*Your assignment*: One number, and no other words, should make up the answer: how many lines of the listing contain the string "pixel".

*Information provided*:
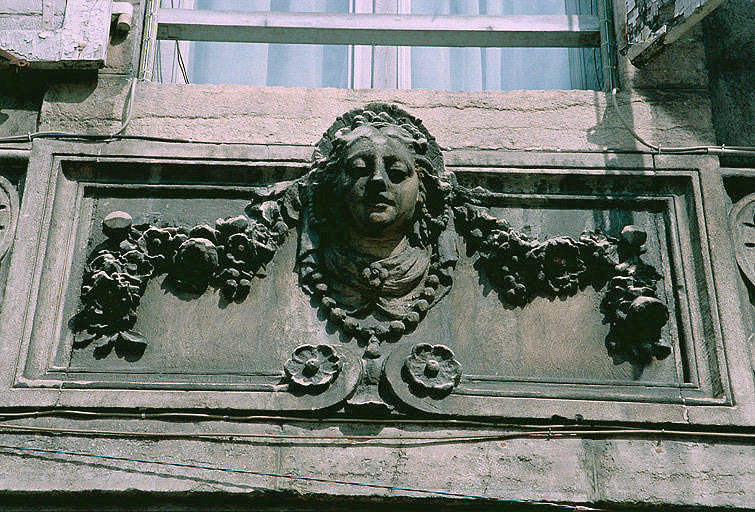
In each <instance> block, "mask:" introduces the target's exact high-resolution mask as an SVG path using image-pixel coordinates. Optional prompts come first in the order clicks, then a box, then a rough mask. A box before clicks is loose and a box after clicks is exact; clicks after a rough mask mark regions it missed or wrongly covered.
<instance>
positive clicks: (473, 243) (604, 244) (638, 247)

* * *

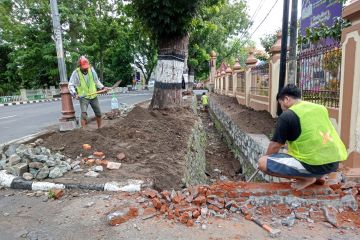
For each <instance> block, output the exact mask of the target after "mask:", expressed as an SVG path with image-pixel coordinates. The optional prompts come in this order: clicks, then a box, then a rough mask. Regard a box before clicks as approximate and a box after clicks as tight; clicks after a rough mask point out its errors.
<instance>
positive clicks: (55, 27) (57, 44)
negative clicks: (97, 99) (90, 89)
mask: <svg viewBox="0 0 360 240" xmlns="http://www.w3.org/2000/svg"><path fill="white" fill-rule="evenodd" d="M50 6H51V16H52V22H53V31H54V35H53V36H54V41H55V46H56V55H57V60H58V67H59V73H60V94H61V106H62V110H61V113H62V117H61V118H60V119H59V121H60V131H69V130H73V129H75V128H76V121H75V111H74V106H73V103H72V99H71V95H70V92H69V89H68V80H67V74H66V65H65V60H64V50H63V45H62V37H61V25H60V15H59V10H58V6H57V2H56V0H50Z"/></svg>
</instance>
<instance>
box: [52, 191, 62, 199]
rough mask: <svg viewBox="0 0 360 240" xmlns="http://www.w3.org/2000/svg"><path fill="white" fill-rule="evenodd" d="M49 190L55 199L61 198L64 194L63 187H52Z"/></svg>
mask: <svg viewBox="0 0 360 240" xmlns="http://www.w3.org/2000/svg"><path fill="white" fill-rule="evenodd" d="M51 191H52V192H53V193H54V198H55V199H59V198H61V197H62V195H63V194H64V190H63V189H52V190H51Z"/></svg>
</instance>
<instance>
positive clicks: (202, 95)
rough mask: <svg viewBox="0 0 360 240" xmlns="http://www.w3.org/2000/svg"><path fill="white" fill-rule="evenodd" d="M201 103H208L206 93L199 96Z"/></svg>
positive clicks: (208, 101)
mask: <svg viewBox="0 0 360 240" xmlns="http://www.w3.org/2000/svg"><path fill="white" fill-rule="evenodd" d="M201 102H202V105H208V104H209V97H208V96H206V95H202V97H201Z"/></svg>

==

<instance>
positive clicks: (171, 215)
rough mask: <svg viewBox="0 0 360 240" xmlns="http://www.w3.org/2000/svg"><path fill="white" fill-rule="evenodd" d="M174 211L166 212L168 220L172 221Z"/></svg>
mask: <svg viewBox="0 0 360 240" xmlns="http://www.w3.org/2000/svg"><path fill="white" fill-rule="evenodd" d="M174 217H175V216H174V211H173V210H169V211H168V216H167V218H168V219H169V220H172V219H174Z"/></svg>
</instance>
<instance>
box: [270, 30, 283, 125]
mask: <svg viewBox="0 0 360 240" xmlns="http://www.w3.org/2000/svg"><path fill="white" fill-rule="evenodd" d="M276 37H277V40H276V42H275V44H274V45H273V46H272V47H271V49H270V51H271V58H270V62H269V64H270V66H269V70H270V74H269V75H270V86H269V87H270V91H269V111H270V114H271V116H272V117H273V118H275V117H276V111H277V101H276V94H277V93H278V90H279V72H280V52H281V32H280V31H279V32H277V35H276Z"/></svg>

*Expected answer*: 2